------ Provided data

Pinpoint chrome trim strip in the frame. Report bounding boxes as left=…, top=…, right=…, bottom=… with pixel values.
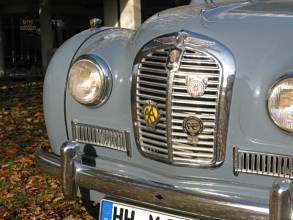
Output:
left=37, top=142, right=269, bottom=220
left=233, top=147, right=293, bottom=179
left=131, top=30, right=236, bottom=167
left=71, top=121, right=130, bottom=155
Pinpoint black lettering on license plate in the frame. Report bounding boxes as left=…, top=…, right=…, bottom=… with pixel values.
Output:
left=113, top=207, right=135, bottom=220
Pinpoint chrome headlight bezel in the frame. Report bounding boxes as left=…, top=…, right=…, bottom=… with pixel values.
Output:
left=267, top=73, right=293, bottom=134
left=67, top=54, right=112, bottom=107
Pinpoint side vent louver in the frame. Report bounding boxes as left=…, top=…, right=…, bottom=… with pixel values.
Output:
left=233, top=147, right=293, bottom=179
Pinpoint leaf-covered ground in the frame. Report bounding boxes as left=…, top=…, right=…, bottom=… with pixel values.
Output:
left=0, top=81, right=91, bottom=219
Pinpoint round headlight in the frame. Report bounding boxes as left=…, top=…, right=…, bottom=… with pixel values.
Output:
left=268, top=76, right=293, bottom=133
left=68, top=56, right=111, bottom=105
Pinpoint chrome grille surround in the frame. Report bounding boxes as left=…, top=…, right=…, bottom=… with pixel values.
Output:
left=132, top=31, right=235, bottom=167
left=233, top=147, right=293, bottom=179
left=71, top=122, right=130, bottom=153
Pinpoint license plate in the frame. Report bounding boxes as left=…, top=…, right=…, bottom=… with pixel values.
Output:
left=100, top=199, right=191, bottom=220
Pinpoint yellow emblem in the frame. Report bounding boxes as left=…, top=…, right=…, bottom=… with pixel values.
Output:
left=143, top=101, right=160, bottom=127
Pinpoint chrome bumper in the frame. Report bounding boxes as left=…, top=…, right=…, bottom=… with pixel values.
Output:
left=37, top=142, right=293, bottom=220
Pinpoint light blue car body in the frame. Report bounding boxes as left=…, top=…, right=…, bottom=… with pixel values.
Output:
left=44, top=1, right=293, bottom=211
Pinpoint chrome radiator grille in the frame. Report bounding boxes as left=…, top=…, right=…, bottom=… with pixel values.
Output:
left=136, top=49, right=169, bottom=159
left=132, top=32, right=235, bottom=166
left=171, top=49, right=221, bottom=162
left=233, top=147, right=293, bottom=179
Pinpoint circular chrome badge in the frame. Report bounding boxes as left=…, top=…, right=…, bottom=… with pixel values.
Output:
left=143, top=100, right=160, bottom=127
left=186, top=76, right=208, bottom=98
left=183, top=116, right=203, bottom=136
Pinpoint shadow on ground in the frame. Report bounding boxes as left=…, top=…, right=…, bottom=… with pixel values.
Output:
left=0, top=81, right=92, bottom=219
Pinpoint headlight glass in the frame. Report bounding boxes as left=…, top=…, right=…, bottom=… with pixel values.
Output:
left=268, top=76, right=293, bottom=133
left=68, top=57, right=111, bottom=105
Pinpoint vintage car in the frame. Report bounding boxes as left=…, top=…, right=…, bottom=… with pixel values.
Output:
left=37, top=0, right=293, bottom=220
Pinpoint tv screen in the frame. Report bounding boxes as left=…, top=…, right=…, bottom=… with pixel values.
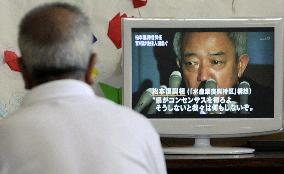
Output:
left=123, top=18, right=283, bottom=140
left=131, top=27, right=275, bottom=119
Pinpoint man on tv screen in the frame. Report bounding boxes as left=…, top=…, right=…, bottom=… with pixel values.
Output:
left=173, top=32, right=273, bottom=115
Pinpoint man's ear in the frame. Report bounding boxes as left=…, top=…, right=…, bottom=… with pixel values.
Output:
left=17, top=57, right=33, bottom=89
left=85, top=53, right=97, bottom=85
left=238, top=54, right=249, bottom=78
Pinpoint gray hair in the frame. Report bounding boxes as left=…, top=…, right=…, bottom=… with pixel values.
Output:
left=18, top=3, right=92, bottom=80
left=173, top=32, right=247, bottom=60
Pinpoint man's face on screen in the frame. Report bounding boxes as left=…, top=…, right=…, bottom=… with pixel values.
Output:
left=179, top=32, right=239, bottom=88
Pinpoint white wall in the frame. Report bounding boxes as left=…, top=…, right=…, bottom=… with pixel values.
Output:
left=0, top=0, right=284, bottom=117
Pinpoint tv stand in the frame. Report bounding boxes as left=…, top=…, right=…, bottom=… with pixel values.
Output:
left=163, top=138, right=254, bottom=155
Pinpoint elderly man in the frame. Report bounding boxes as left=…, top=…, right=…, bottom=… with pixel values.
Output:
left=173, top=32, right=273, bottom=117
left=0, top=3, right=166, bottom=174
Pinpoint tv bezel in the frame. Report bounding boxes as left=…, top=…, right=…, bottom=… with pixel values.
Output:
left=122, top=18, right=284, bottom=138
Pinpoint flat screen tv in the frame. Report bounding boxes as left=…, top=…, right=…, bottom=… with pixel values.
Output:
left=122, top=18, right=284, bottom=154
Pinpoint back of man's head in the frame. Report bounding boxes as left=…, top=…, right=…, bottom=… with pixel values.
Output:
left=18, top=3, right=92, bottom=84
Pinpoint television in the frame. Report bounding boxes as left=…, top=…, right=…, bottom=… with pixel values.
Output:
left=122, top=18, right=284, bottom=154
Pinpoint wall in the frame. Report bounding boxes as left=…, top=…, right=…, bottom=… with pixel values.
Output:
left=0, top=0, right=284, bottom=143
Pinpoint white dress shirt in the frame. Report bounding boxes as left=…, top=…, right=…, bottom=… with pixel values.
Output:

------------

** Problem description **
Using the material above, return every line exactly as it appears, minus the pictures.

** Exercise response **
Pinpoint chrome trim strip in the frame. Report bounding boxes as left=…, top=…, right=…, bottom=… with pixel values.
Output:
left=37, top=142, right=269, bottom=220
left=233, top=147, right=293, bottom=179
left=131, top=30, right=236, bottom=167
left=71, top=121, right=130, bottom=155
Pinpoint black lettering on license plate in the frame. Report bounding boxes as left=…, top=…, right=…, bottom=… with pixel values.
Output:
left=113, top=207, right=135, bottom=220
Pinpoint chrome headlight bezel in the frame. Report bounding boxes as left=…, top=…, right=…, bottom=… with pixel values.
Output:
left=267, top=73, right=293, bottom=134
left=67, top=54, right=112, bottom=107
Pinpoint side vent louver in the frame. Report bounding boxes as left=…, top=…, right=…, bottom=… with pixel values.
Output:
left=233, top=147, right=293, bottom=179
Pinpoint leaf-covered ground in the frame. Report bounding boxes as left=…, top=…, right=…, bottom=… with pixel values.
Output:
left=0, top=81, right=91, bottom=219
Pinpoint round headlight in the frame. Report bounding boxes as left=…, top=…, right=…, bottom=… with pixel values.
Output:
left=268, top=76, right=293, bottom=133
left=68, top=56, right=111, bottom=105
Pinpoint chrome grille surround in the frame. Report bounding boxes as left=…, top=…, right=…, bottom=… with pixel values.
Output:
left=132, top=31, right=235, bottom=167
left=233, top=147, right=293, bottom=179
left=71, top=122, right=130, bottom=153
Pinpoint license plate in the frame. Report bounding boxes as left=…, top=…, right=…, bottom=… with pixel values.
Output:
left=100, top=199, right=191, bottom=220
Pinpoint yellow emblem in the frame. Report bounding boxes as left=…, top=…, right=…, bottom=… with pixel values.
Output:
left=143, top=101, right=160, bottom=127
Pinpoint chrome bumper in the frame. Report bounding boxes as left=…, top=…, right=…, bottom=… with pixel values.
Output:
left=37, top=142, right=293, bottom=220
Pinpoint light blue car body in the frame. Report bounding boxes as left=…, top=…, right=…, bottom=… with pixel values.
Output:
left=44, top=1, right=293, bottom=211
Pinpoint chrome radiator grille in the frame. Report bounding boxes as left=…, top=…, right=…, bottom=… with pixel values.
Output:
left=136, top=49, right=169, bottom=159
left=132, top=32, right=235, bottom=166
left=171, top=49, right=221, bottom=162
left=233, top=147, right=293, bottom=179
Pinpoint circular chrome badge in the frame. Report bounding boxes as left=…, top=…, right=…, bottom=… with pixel values.
Output:
left=143, top=100, right=160, bottom=127
left=186, top=76, right=208, bottom=98
left=183, top=116, right=203, bottom=136
Pinpoint shadow on ground in the frame. Report bounding boxes as left=…, top=…, right=…, bottom=… with pixel values.
Output:
left=0, top=81, right=92, bottom=219
Pinpoint headlight glass in the frame. Report bounding boxes as left=…, top=…, right=…, bottom=… with pixel values.
Output:
left=268, top=76, right=293, bottom=133
left=68, top=57, right=111, bottom=105
Pinpoint vintage car in the frame. Report bounding boxes as left=…, top=…, right=…, bottom=… with pixel values.
Output:
left=37, top=0, right=293, bottom=220
Pinpoint tv screen in the frame. Report bounding boxes as left=…, top=…, right=…, bottom=… with pixel values.
Output:
left=123, top=18, right=283, bottom=140
left=131, top=27, right=275, bottom=119
Pinpoint man on tv screen in the frame. Report bounding boxes as left=…, top=…, right=…, bottom=… with pixel values.
Output:
left=173, top=32, right=273, bottom=115
Pinpoint man's ear in the frame. Report bounding boxes as left=…, top=…, right=…, bottom=… with pixel values.
Output:
left=17, top=57, right=33, bottom=89
left=85, top=53, right=97, bottom=85
left=238, top=54, right=249, bottom=78
Pinpoint gray hair in the frame. Report bounding boxes as left=…, top=…, right=…, bottom=… with pixel values.
Output:
left=18, top=3, right=92, bottom=80
left=173, top=32, right=247, bottom=60
Pinpoint man's face on screen in the frame. Report bounding boxes as left=…, top=…, right=…, bottom=… with pixel values.
Output:
left=179, top=32, right=239, bottom=88
Pinpoint white wall in the frame. Report bounding boxes as left=…, top=…, right=…, bottom=… with pixel values.
Output:
left=0, top=0, right=284, bottom=117
Pinpoint tv stand in the frame. Report bounding boxes as left=…, top=…, right=…, bottom=… with pixel values.
Output:
left=163, top=138, right=254, bottom=155
Pinpoint elderly man in the frame. Report bounding boxes as left=…, top=…, right=…, bottom=… with pixel values.
Output:
left=173, top=32, right=273, bottom=117
left=0, top=3, right=166, bottom=174
Pinpoint tv bezel in the frame. Report bounding boxes as left=…, top=…, right=…, bottom=… with pixel values.
Output:
left=122, top=18, right=284, bottom=138
Pinpoint flat screen tv in the frame. Report bounding boxes as left=…, top=…, right=…, bottom=… with pixel values.
Output:
left=122, top=18, right=284, bottom=154
Pinpoint back of man's head in the frame. Report bounding boxes as left=…, top=…, right=…, bottom=… with pixel values.
Output:
left=18, top=3, right=92, bottom=84
Pinpoint television in the frame. Report bounding boxes as left=…, top=…, right=…, bottom=… with pixel values.
Output:
left=122, top=18, right=284, bottom=154
Pinpoint wall in the frame. Report bounding boxes as left=…, top=…, right=…, bottom=… with pixel values.
Output:
left=0, top=0, right=284, bottom=143
Pinpoint white dress shirt in the frame. Report bounding boxes as left=…, top=…, right=…, bottom=… with pixel values.
Output:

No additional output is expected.